--- start EXCERPT TO READ ---
Most of the complexity will be hidden inside the library, though
The library will construct an object graph that is used heavily inside. Some clients of the library will only be interested in specific attributes of specific objects, while other clients must traverse the object graph in some way
Clients may change the objects, and the library must be notified thereof
The library may change the objects, and the client must be notified thereof, if it already has a handle to that object
The library must be multi-threaded, because it will maintain network connections to several other hosts
While some requests to the library may be handled synchronously, many of them will take too long and must be processed in the background, and notify the client on success (or failure)
Of course, answers are welcome no matter if they address my specific requirements, or if they answer the question in a general way that matters to a wider audience!
My assumptions, so far
So here are some of my assumptions and conclusions, which I gathered in the past months:
Internally I can use whatever I want, e.g. C++ with operator overloading, multiple inheritance, template meta programming... as long as there is a portable compiler which handles it (think of gcc / g++)
But my interface has to be a clean C interface that does not involve name mangling
Also, I think my interface should only consist of functions, with basic/primitive data types (and maybe pointers) passed as parameters and return values
If I use pointers, I think I should only use them to pass them back to the library, not to operate directly on the referenced memory
For usage in a C++ application, I might also offer an object oriented interface (Which is also prone to name mangling, so the App must either use the same compiler, or include the library in source form)
Is this also true for usage in C# ?
For usage in Java SE / Java EE, the Java native interface (JNI) applies. I have some basic knowledge about it, but I should definitely double check it.
Not all client languages handle multithreading well, so there should be a single thread talking to the client
For usage on Java ME, there is no such thing as JNI, but I might go with Nested VM
For usage in Bash scripts, there must be an executable with a command line interface
For the other client languages, I have no idea
For most client languages, it would be nice to have kind of an adapter interface written in that language. I think there are tools to automatically generate this for Java and some others
For object oriented languages, it might be possible to create an object oriented adapter which hides the fact that the interface to the library is function based - but I don't know if its worth the effort
Possible subquestions
is this possible with manageable effort, or is it just too much portability?
are there any good books / websites about this kind of design criteria?
are any of my assumptions wrong?
which open source libraries are worth studying to learn from their design / interface / souce?
meta: This question is rather long, do you see any way to split it into several smaller ones? (If you reply to this, do it as a comment, not as an answer)
Mostly correct. Straight procedural interface is the best. (which is not entirely the same as C btw(**), but close enough)
I interface DLLs a lot(*), both open source and commercial, so here are some points that I remember from daily practice, note that these are more recommended areas to research, and not cardinal truths:
Watch out for decoration and similar "minor" mangling schemes, specially if you use a MS compiler. Most notably the stdcall convention sometimes leads to decoration generation for VB's sake (decoration is stuff like #6 after the function symbol name)
Not all compilers can actually layout all kinds of structures:
so avoid overusing unions.
avoid bitpacking
and preferably pack the records for 32-bit x86. While theoretically slower, at least all compilers can access packed records afaik, and the official alignment requirements have changed over time as the architecture evolved
On Windows use stdcall. This is the default for Windows DLLs. Avoid fastcall, it is not entirely standarized (specially how small records are passed)
--- end EXCERPT TO READ ---
--- start PROVIDED MATERIAL ---
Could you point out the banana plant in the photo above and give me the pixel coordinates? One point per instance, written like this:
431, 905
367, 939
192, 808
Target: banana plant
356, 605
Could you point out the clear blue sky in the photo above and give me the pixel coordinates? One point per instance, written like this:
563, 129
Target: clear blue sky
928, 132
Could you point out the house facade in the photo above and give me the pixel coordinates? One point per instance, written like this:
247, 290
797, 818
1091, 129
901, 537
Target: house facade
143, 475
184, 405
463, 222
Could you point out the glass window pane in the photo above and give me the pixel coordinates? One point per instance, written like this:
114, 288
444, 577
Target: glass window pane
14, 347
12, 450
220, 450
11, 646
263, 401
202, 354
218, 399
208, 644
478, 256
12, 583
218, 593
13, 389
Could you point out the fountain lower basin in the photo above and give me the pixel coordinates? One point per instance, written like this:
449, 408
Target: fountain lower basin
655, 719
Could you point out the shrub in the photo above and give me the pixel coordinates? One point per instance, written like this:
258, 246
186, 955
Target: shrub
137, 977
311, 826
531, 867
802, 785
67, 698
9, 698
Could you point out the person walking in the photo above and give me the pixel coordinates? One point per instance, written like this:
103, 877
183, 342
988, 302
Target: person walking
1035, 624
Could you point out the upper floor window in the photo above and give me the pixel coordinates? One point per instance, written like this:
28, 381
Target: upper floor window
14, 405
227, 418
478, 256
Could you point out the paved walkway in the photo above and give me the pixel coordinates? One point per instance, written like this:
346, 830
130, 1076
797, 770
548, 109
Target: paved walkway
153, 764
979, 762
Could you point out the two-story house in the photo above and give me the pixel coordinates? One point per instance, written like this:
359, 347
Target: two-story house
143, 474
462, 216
--- end PROVIDED MATERIAL ---
--- start PROVIDED MATERIAL ---
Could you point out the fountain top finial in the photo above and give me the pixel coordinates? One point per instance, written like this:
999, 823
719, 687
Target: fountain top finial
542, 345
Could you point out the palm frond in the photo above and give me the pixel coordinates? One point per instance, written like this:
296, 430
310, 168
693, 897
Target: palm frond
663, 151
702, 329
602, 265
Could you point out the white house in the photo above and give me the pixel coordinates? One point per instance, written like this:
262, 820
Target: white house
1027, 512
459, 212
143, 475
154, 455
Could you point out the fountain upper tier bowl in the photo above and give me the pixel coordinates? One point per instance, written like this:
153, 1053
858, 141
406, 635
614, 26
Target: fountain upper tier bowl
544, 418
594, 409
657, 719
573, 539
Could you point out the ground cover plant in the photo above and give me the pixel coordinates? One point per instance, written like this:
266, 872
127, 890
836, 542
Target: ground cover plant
--- end PROVIDED MATERIAL ---
» YOUR TASKS
#1 In the library interface text, why must the library be multi-threaded?
#2 Does each statement agree with the library interface text? Answer yes or no, and quote the words that decide it.
(a) The library's interface is meant to be a clean C interface without name mangling.
(b) Bash scripts need an executable with a command line interface.
(c) On Windows, fastcall is the recommended calling convention.
Use only the library interface text to answer, not the records.

» PER-TASK OUTPUTS
#1 It will maintain network connections to several other hosts.

#2
(a) Yes: "But my interface has to be a clean C interface that does not involve name mangling"
(b) Yes: "For usage in Bash scripts, there must be an executable with a command line interface"
(c) No: "On Windows use stdcall. This is the default for Windows DLLs. Avoid fastcall"